Text section
***

If one bows to this realization of the bondage of the human will, one must accept one thing: one point will be invisible, which otherwise especially interests us in the area of theology and the psychology that works with it: the transition out of unfaith and into faith, that is, the question of how the act of faith occurs. The other question, why one person comes to faith and the other person persists in unbelief, is related to this. As long as one was working with the freedom of the will and the facere quod in se est, this question did not need to become so bitter. One could put the blame on man. He had not done his responsibility. Now it falls back on God. Is God not unjust, when he leads and directs, drives and pushes the one in one manner and the other in another?

Man must destroy himself; he cannot turn himself, if God does not have mercy on him. That has to do with the necessitas immutabilitatis (necessity of immutability), which dwells in the human will (WA 18: 693.31; AE 33: 151). Admittedly, one cannot overlook that it appears unthinkable to Luther that the one who recognizes his situation would not immediately know himself to be hidden in God’s grace:

If man would only know his own misery, Satan could retain none in his own reign, because God could not but at once commiserate with one who acknowledges his misery [14] and calls out for help and succor him, as is natural in one who is being praised throughout the entire Scripture by such great praise as being close to those that are contrite in heart. (WA 18: 679.26; AE 33:130)

That is to say, no one knows how he stands, unless he is already hidden in the kingdom of grace. With the realization of our sin, where the sin is truly real and deep, the situation is the same for us as it was for the rider over Lake Constance. As long as we are in its power, are blinded and shackled by it, we are unable to grasp it. Only when it is taken from us do we see from what an abyss we have been carried away. That is why whoever lives far from the grace of God fails to know it. He lives in the separation of being and consciousness. That is what Luther calls ignorantia invincibilis. Exactly because of that, the hope exists for him that he will be saved. The proponents of free will cannot look at the damnati (damned) with such hope, for they would suggest that the damned have rejected their salvation of their own accord, just as the proponents of free will have elected it. They do not know that, in view of the grace of God, those who see must become blind, and the blind must become seeing. Only in view of the servum arbitrium does the indestructible hope of God’s grace stand over the death-field of godlessness.

***

Excerpted records
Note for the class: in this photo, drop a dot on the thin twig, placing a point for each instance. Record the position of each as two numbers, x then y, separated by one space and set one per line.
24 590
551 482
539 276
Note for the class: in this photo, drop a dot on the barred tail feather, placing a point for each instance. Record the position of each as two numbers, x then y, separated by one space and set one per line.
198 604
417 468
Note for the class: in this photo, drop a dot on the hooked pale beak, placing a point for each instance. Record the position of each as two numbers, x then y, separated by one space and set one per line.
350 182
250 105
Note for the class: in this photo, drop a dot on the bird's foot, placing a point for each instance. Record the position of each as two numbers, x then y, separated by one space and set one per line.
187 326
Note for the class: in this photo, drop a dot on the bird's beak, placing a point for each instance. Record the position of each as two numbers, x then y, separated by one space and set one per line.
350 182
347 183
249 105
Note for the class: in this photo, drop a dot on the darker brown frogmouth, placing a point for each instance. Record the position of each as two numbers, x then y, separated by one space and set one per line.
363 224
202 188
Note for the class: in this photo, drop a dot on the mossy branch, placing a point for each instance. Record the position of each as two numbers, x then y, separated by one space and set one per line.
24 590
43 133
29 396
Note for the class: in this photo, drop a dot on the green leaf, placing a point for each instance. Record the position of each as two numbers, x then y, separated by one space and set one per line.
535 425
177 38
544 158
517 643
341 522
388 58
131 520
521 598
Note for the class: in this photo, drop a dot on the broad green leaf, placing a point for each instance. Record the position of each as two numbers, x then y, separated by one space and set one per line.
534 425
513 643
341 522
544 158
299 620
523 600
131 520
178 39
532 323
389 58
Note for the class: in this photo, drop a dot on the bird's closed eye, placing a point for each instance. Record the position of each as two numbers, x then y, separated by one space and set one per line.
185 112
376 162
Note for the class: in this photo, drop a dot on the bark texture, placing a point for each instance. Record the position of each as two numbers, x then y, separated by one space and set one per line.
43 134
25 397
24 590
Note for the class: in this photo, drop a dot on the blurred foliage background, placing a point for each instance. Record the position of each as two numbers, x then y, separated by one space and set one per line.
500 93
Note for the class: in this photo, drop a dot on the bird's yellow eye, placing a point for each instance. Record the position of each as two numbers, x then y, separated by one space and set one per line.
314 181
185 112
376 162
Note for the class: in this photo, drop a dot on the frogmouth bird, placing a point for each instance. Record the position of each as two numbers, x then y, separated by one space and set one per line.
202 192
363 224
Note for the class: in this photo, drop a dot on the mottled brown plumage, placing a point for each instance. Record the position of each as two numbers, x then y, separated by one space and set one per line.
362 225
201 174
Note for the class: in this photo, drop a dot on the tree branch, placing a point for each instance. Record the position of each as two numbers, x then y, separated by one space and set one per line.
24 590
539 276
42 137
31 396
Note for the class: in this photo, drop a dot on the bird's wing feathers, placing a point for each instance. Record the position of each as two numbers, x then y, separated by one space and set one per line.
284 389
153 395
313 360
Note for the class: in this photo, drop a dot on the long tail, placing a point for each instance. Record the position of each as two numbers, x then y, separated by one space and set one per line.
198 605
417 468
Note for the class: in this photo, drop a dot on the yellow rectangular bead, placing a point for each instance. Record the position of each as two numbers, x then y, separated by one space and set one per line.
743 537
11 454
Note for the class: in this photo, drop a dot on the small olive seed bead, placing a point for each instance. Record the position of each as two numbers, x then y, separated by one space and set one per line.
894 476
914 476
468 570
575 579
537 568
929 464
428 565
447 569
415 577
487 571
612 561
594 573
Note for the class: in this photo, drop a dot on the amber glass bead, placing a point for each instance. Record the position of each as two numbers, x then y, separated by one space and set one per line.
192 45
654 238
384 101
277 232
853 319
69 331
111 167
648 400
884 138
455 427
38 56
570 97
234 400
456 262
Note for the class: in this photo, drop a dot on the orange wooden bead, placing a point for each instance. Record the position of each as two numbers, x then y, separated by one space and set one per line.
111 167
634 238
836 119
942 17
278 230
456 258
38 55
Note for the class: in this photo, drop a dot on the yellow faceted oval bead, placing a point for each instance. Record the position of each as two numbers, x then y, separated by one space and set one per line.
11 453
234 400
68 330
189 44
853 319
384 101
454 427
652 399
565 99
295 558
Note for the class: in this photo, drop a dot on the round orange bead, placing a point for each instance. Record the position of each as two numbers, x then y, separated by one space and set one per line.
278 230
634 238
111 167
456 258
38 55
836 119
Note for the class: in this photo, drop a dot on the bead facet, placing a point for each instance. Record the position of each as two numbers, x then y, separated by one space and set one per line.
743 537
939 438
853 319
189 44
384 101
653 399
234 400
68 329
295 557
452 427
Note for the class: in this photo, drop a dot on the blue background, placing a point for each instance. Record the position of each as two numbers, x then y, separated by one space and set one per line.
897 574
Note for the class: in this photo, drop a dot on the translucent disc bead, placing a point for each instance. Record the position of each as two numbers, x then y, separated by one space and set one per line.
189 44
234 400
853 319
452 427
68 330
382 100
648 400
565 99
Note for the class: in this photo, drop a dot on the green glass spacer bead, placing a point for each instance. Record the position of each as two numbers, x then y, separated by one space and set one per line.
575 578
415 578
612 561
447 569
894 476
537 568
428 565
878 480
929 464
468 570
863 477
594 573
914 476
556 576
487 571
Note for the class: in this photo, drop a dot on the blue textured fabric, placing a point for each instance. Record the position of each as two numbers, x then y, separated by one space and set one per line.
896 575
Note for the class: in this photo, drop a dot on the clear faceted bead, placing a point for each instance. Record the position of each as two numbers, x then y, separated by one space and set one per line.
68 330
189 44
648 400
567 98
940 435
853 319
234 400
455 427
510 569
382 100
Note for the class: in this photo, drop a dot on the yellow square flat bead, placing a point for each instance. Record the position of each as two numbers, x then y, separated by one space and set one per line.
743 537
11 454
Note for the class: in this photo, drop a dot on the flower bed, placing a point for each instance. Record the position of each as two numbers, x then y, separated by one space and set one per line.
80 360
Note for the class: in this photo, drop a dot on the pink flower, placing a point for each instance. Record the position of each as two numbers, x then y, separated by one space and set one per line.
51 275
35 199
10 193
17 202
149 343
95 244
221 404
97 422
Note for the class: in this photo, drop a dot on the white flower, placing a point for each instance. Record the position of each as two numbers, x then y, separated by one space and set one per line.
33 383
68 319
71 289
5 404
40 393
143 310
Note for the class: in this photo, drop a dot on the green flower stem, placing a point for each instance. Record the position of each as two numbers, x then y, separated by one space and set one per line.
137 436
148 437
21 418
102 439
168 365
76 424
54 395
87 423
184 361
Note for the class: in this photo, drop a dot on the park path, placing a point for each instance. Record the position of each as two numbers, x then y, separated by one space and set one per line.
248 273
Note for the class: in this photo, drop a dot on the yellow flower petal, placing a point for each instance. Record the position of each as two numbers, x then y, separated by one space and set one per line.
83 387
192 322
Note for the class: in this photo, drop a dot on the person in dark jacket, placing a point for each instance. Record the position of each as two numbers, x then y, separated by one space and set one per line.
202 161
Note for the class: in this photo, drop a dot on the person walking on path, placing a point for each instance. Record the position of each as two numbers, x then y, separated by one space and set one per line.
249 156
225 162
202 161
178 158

***

What is being asked
According to the passage on the bondage of the will, what term does Luther use for the state of someone who lives far from God's grace in the separation of being and consciousness? The lines come from a different source than the passage on the bondage of the will.

Output for this task
Ignorantia invincibilis.